Reproduce without alteration the part of the data that begins with the line containing "Where can the ceramic" and ends with the line containing "<point>605,908</point>", including both of those lines.

◆ ◆ ◆ ◆ ◆

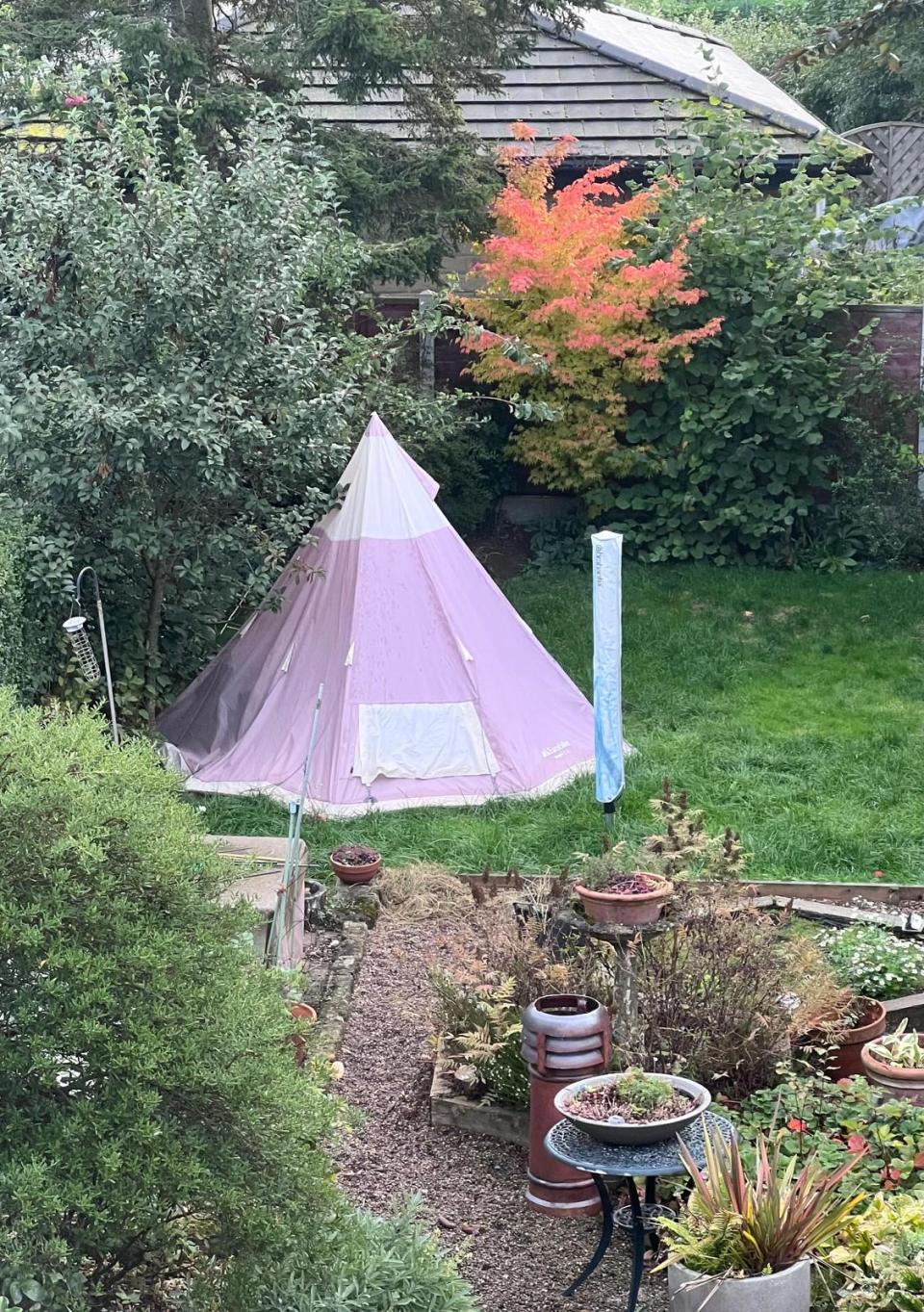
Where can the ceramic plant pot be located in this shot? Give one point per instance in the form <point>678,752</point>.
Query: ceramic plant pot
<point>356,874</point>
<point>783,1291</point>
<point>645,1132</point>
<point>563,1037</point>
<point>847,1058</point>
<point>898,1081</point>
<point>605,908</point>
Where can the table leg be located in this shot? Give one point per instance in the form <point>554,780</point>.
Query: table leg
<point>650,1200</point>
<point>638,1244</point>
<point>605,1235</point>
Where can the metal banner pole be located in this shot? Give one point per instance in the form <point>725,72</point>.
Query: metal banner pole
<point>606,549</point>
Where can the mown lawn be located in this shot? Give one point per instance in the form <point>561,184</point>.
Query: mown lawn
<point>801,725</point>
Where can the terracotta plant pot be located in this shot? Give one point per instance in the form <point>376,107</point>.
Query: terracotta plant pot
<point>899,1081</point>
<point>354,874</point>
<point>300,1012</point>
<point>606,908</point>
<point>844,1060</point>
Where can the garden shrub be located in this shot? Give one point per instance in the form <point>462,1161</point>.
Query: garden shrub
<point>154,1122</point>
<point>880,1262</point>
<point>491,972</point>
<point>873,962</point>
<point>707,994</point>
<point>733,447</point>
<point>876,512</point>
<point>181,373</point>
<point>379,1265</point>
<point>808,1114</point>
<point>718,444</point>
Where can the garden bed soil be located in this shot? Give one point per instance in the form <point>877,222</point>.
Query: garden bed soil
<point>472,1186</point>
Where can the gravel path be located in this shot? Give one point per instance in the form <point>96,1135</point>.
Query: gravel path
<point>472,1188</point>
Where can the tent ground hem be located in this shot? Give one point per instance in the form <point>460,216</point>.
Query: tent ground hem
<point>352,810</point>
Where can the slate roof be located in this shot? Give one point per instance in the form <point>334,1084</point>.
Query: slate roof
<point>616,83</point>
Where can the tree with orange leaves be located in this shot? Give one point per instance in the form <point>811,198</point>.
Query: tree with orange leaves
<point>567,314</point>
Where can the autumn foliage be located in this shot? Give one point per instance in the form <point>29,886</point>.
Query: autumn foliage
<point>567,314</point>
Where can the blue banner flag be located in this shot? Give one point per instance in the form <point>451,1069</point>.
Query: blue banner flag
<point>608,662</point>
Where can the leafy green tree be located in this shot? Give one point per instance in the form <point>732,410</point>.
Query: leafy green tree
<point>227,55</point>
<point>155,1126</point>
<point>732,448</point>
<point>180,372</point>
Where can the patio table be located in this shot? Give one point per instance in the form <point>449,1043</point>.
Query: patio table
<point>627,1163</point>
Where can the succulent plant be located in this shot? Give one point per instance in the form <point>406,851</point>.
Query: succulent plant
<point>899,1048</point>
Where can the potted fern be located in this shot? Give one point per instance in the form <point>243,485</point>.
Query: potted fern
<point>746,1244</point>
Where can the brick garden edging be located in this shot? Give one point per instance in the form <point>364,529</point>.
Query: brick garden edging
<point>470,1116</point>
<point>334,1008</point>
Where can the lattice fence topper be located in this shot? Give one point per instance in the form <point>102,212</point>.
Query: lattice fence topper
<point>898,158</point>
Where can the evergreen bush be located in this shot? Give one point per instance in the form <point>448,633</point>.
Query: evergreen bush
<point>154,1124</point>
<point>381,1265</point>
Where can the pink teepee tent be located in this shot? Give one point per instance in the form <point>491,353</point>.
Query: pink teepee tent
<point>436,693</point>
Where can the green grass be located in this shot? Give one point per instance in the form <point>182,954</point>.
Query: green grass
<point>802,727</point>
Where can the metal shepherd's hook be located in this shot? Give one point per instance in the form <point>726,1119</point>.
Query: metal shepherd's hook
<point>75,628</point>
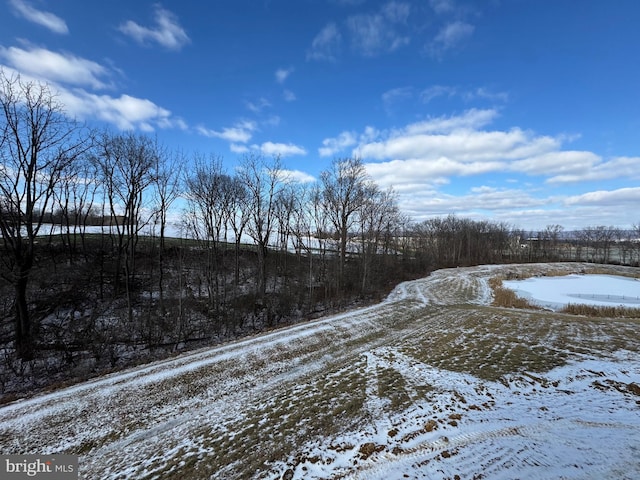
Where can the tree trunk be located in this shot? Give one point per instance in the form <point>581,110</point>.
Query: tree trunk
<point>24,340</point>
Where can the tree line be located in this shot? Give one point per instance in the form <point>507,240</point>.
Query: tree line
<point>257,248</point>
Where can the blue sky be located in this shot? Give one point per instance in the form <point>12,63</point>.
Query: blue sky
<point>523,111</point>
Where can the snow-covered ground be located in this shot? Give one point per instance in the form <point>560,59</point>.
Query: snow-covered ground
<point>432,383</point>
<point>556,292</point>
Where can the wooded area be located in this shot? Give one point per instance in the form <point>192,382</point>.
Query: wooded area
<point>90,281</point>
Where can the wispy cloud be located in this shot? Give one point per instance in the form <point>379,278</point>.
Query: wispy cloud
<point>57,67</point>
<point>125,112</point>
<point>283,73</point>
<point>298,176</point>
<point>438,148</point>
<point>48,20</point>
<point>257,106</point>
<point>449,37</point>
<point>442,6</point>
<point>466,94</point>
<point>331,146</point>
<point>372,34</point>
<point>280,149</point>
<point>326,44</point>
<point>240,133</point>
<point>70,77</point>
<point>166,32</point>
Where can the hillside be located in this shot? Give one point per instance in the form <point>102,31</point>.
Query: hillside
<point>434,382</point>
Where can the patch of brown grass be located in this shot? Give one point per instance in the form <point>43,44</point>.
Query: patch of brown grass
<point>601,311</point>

◆ ◆ ◆ ◆ ◆

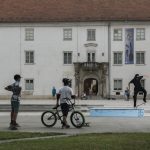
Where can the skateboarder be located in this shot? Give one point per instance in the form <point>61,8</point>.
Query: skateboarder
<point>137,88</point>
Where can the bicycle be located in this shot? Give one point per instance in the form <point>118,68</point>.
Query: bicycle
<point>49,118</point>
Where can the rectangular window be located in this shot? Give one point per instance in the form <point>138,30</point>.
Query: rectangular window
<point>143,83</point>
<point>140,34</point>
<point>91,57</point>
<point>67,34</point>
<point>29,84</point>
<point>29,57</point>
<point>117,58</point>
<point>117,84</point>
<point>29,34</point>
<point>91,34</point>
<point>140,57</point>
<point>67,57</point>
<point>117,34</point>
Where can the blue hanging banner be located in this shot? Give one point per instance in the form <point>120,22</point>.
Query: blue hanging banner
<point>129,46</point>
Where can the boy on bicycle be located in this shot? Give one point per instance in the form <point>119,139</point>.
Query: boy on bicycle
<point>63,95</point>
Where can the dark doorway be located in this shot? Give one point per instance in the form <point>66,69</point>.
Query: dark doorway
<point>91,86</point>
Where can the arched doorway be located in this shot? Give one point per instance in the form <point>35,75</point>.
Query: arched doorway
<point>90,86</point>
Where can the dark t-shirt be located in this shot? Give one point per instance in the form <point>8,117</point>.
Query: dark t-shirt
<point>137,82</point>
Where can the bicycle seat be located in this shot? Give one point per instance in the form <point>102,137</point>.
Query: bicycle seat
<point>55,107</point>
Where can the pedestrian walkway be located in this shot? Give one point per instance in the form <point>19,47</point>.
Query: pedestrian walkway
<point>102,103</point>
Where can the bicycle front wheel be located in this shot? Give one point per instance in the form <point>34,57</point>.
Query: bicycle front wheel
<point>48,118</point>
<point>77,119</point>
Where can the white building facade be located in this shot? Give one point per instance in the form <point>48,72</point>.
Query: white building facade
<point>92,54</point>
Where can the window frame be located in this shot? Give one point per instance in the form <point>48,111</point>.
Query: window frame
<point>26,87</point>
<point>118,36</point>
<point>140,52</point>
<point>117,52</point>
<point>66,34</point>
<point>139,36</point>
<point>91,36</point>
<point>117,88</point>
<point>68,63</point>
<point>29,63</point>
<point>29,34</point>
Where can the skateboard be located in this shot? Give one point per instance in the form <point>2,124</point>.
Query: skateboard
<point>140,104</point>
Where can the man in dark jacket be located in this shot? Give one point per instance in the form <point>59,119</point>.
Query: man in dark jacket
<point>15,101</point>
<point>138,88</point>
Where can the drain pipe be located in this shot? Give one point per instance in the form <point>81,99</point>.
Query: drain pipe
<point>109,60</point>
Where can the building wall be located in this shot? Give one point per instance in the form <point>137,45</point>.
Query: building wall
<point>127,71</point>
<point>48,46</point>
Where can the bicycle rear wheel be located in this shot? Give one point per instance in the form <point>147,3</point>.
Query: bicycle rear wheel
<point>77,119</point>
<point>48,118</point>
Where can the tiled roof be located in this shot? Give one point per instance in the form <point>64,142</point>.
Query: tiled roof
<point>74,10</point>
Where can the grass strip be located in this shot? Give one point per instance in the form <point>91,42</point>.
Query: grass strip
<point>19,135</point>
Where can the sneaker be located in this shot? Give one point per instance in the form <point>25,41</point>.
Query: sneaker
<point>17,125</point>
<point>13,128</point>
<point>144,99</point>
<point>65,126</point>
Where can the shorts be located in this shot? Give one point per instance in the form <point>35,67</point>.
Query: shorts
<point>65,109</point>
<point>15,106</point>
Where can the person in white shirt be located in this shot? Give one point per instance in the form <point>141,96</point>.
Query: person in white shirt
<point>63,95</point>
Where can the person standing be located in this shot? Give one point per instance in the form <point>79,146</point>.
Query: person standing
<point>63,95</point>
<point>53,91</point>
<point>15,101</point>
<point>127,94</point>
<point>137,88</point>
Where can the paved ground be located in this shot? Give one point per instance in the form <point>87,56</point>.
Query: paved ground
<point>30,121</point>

◆ ◆ ◆ ◆ ◆

> OUTPUT FOR THIS TASK
Where can the ceramic plant pot be located in this shot? Give one point per instance in the form <point>678,752</point>.
Query: ceramic plant pot
<point>356,874</point>
<point>783,1291</point>
<point>645,1132</point>
<point>563,1037</point>
<point>847,1058</point>
<point>898,1081</point>
<point>605,908</point>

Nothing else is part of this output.